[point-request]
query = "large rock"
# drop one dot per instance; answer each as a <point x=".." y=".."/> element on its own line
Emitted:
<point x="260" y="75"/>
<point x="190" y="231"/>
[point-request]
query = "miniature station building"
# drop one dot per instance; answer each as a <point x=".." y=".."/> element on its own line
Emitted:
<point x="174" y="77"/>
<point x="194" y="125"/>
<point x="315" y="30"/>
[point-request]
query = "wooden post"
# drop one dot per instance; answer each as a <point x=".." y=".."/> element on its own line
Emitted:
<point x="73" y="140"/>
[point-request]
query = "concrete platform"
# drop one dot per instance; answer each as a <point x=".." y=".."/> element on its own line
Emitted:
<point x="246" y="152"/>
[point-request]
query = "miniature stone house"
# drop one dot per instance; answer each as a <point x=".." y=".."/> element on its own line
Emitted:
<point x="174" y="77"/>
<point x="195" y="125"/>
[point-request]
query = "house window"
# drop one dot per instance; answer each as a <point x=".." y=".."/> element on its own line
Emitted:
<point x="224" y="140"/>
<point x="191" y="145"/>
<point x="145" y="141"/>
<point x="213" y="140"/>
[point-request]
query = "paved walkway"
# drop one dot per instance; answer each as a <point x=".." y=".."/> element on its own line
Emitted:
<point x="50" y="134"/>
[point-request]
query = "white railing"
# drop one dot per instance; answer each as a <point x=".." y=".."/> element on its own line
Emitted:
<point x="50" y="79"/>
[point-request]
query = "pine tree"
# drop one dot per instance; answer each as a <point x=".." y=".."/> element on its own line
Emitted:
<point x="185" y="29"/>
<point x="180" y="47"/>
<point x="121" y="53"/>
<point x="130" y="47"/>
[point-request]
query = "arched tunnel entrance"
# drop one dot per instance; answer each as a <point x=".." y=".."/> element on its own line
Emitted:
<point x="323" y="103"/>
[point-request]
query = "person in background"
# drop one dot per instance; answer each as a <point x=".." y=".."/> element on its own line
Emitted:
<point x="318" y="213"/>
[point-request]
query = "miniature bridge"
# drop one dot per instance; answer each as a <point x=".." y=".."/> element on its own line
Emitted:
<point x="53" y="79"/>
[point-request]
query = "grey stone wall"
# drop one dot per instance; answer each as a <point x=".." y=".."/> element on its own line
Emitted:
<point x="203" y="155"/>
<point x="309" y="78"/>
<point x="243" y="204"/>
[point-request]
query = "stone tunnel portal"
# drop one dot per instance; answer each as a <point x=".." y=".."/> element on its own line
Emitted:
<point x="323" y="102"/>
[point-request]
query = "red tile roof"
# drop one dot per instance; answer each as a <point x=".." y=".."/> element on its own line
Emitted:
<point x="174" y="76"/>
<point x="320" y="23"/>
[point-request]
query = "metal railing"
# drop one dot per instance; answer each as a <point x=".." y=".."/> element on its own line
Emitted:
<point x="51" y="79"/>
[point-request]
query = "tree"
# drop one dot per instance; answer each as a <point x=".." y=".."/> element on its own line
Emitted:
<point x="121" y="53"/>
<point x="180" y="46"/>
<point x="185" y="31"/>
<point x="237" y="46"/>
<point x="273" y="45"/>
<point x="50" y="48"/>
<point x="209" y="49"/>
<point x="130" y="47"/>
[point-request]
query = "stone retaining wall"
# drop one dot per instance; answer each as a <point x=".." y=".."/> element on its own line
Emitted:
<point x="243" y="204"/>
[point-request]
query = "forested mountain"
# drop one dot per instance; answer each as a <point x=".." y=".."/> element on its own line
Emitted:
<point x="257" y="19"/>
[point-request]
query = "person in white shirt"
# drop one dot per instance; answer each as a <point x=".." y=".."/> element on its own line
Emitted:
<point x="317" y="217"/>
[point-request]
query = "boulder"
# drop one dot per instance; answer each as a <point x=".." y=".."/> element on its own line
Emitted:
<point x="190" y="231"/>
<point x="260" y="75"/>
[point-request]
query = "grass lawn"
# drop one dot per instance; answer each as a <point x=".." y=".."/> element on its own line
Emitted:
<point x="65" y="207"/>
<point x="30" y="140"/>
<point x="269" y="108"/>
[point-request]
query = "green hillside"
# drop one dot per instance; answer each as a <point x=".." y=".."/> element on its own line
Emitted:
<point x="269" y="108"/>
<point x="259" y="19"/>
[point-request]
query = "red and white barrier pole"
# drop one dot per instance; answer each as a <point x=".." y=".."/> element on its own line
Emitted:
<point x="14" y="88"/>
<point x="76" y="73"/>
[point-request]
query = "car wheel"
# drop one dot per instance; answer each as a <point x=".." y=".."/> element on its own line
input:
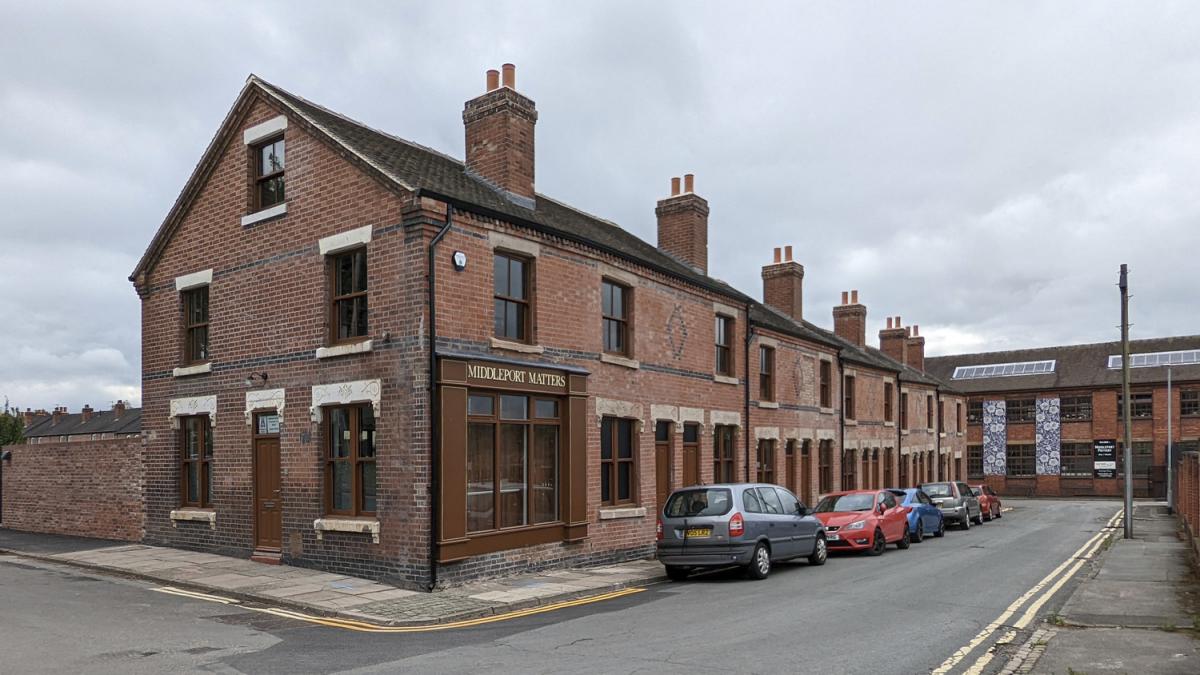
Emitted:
<point x="760" y="562"/>
<point x="877" y="544"/>
<point x="820" y="553"/>
<point x="677" y="573"/>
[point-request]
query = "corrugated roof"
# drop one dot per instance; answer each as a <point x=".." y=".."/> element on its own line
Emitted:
<point x="72" y="424"/>
<point x="1078" y="366"/>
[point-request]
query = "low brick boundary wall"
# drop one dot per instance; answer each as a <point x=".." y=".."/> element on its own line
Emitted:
<point x="82" y="488"/>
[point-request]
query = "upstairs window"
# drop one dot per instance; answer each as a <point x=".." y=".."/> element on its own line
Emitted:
<point x="849" y="396"/>
<point x="826" y="384"/>
<point x="975" y="412"/>
<point x="1189" y="402"/>
<point x="349" y="296"/>
<point x="269" y="173"/>
<point x="1077" y="408"/>
<point x="766" y="374"/>
<point x="1143" y="406"/>
<point x="613" y="308"/>
<point x="1020" y="410"/>
<point x="196" y="326"/>
<point x="510" y="285"/>
<point x="724" y="346"/>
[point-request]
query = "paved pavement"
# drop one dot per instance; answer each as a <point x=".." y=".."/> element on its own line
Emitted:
<point x="905" y="611"/>
<point x="1137" y="611"/>
<point x="324" y="593"/>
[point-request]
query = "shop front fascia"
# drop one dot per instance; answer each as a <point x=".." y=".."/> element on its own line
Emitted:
<point x="513" y="454"/>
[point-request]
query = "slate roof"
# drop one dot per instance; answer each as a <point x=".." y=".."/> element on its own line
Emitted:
<point x="1078" y="366"/>
<point x="72" y="424"/>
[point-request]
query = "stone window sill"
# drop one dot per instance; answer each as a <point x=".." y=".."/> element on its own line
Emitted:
<point x="265" y="214"/>
<point x="345" y="350"/>
<point x="497" y="344"/>
<point x="195" y="515"/>
<point x="355" y="525"/>
<point x="186" y="371"/>
<point x="617" y="513"/>
<point x="621" y="360"/>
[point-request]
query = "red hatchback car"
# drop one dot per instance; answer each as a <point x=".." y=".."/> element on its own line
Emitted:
<point x="863" y="520"/>
<point x="989" y="501"/>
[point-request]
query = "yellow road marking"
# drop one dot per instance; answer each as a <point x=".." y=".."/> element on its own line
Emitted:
<point x="364" y="627"/>
<point x="1000" y="621"/>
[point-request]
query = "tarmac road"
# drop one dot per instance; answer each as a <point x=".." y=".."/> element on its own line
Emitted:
<point x="905" y="611"/>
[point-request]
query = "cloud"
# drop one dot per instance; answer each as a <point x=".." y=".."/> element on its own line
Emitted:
<point x="979" y="169"/>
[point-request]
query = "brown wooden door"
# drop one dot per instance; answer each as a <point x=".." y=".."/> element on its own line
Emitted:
<point x="663" y="472"/>
<point x="790" y="466"/>
<point x="268" y="497"/>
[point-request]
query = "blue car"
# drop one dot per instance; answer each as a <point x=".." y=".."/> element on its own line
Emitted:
<point x="924" y="517"/>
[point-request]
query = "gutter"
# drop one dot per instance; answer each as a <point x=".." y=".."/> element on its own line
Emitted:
<point x="435" y="404"/>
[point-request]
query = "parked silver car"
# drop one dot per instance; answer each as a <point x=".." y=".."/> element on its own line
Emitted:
<point x="736" y="524"/>
<point x="957" y="501"/>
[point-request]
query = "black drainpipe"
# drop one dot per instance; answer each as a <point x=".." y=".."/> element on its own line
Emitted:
<point x="841" y="414"/>
<point x="435" y="407"/>
<point x="745" y="389"/>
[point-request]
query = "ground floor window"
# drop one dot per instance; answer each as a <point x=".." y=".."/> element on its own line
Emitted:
<point x="1021" y="460"/>
<point x="1077" y="460"/>
<point x="197" y="461"/>
<point x="975" y="461"/>
<point x="766" y="461"/>
<point x="825" y="467"/>
<point x="349" y="460"/>
<point x="723" y="454"/>
<point x="618" y="469"/>
<point x="511" y="460"/>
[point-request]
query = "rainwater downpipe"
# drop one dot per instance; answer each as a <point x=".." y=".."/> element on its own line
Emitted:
<point x="435" y="404"/>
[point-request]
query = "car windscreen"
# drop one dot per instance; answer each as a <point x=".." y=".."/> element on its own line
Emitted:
<point x="701" y="501"/>
<point x="937" y="489"/>
<point x="846" y="502"/>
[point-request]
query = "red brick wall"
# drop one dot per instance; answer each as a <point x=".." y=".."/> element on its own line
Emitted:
<point x="87" y="489"/>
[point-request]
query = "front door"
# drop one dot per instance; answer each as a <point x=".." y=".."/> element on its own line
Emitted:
<point x="268" y="496"/>
<point x="663" y="461"/>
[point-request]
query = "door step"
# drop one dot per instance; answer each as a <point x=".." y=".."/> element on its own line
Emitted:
<point x="267" y="556"/>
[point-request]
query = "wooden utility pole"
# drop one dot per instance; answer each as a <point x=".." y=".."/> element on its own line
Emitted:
<point x="1123" y="284"/>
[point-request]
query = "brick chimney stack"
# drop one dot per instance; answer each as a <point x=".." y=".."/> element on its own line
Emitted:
<point x="916" y="344"/>
<point x="683" y="223"/>
<point x="894" y="340"/>
<point x="783" y="285"/>
<point x="499" y="137"/>
<point x="850" y="318"/>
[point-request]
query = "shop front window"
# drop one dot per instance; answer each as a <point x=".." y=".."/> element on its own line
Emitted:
<point x="513" y="461"/>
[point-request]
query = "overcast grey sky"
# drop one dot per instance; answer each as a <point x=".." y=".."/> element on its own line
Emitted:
<point x="981" y="168"/>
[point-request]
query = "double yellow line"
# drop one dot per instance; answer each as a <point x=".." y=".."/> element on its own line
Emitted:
<point x="364" y="627"/>
<point x="1072" y="566"/>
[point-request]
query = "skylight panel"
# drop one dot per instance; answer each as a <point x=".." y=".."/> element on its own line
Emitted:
<point x="1003" y="370"/>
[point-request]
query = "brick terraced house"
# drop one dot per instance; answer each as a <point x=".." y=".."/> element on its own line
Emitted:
<point x="364" y="356"/>
<point x="1039" y="419"/>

========

_What is being asked_:
Count each line above in which the string "pole" appears, then state only the total.

_Answer to the problem_:
2